§ DATA TO EXAMINE:
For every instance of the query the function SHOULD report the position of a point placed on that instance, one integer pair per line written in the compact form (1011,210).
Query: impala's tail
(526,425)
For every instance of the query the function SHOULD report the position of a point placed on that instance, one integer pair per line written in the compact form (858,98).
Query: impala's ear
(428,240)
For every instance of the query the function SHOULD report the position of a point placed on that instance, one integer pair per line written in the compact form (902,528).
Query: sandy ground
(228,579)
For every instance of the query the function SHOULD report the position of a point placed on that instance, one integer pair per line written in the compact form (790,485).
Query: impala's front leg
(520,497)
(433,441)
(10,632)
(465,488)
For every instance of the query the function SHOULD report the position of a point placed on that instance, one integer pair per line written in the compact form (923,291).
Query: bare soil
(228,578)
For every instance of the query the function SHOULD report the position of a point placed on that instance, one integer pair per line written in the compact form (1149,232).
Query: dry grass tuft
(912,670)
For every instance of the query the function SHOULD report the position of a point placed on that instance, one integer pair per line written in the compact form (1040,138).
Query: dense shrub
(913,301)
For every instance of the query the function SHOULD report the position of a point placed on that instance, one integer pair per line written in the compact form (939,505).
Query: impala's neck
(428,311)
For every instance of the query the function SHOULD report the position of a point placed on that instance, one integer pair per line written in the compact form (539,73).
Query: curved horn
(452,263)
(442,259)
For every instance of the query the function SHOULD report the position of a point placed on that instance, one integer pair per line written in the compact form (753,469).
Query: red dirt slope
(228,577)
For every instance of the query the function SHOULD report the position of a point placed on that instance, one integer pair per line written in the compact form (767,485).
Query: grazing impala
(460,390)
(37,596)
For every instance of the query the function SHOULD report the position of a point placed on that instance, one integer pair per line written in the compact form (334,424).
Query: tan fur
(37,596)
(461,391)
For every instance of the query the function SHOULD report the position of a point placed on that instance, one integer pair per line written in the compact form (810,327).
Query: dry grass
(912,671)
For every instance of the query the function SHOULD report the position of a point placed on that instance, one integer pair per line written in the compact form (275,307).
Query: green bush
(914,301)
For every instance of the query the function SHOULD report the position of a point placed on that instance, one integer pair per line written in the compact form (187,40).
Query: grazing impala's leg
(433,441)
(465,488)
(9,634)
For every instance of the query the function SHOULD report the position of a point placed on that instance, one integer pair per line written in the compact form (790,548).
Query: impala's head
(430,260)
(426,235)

§ ACTIVITY: Each of the records should be retyped exactly.

§ SOLUTION BELOW:
For every instance of the query the function SHOULD report the position of a point placed on that instance, one integer pair per line written in the compact form (1011,210).
Query: impala's tail
(526,425)
For every instance of the query the function SHOULD report the position of a point placed on that instance, one integer pair per line written in the compact form (858,98).
Query: impala's ear
(428,240)
For every instance of the query the function SHOULD report the position of a point placed on that instance, one integer pair per line written in the compact form (902,528).
Query: sandy ground
(228,579)
For every instance of the query the function SHOULD report the position of a point placed on that instance, one integer pair per line written in the compact form (790,485).
Query: impala's front leg
(520,497)
(433,441)
(10,632)
(465,488)
For every instance of the query the function SHOULD report the position of a point placed on that instance, one integer pair per line written in the compact form (923,291).
Query: bare soil
(228,578)
For every instance of the query the function SHOULD report the position of a point placed on that instance, one integer pair per line written in the compact form (1149,232).
Query: dry grass tuft
(912,670)
For every instance of the query the function SHOULD report the position of a point placed on that instance, one integer pair per line written in the compact form (1040,138).
Query: dense shrub
(913,301)
For every instance of the query the function SHOULD report the position of a point placed on that instance, one integer pair per line written in the compact form (939,505).
Query: impala's neck
(428,311)
For every instance of the query the function SHOULD report the position of a point placed on that instance, one integer pair per line written in the compact form (539,73).
Query: curved horn
(452,263)
(442,259)
For every instance of the query the function SHOULD report the position of a point placed on that instance, one integer pair per line written in the compact form (753,469).
Query: red dirt slope
(228,577)
For every instance of the query the function SHOULD report the position of a point placed on that instance, one integer pair per line written in the compact form (767,485).
Query: grazing impala
(460,390)
(37,596)
For every instance of the query the function SHOULD report the position of a point placed on that instance, one integer pair per line written in the compact form (334,424).
Query: tan fur
(37,596)
(461,391)
For every instance of the query the function SHOULD report the position of a point placed on that instance, one integer pair per line written in the compact form (810,327).
Query: dry grass
(912,671)
For every instance of the query the function SHOULD report the position of a point placed on that instance, one integer pair per line written in the compact form (275,307).
Query: green bush
(914,301)
For every instance of the query the function SHOULD report the position of a point placed on that instance, one integer pair per line written in the compact form (187,40).
Query: grazing impala's leg
(433,441)
(465,488)
(9,634)
For every instance of the query the function SHOULD report the position of a point placed on that instance, one integer pair per line written in the compact form (790,548).
Query: impala's head
(430,260)
(426,235)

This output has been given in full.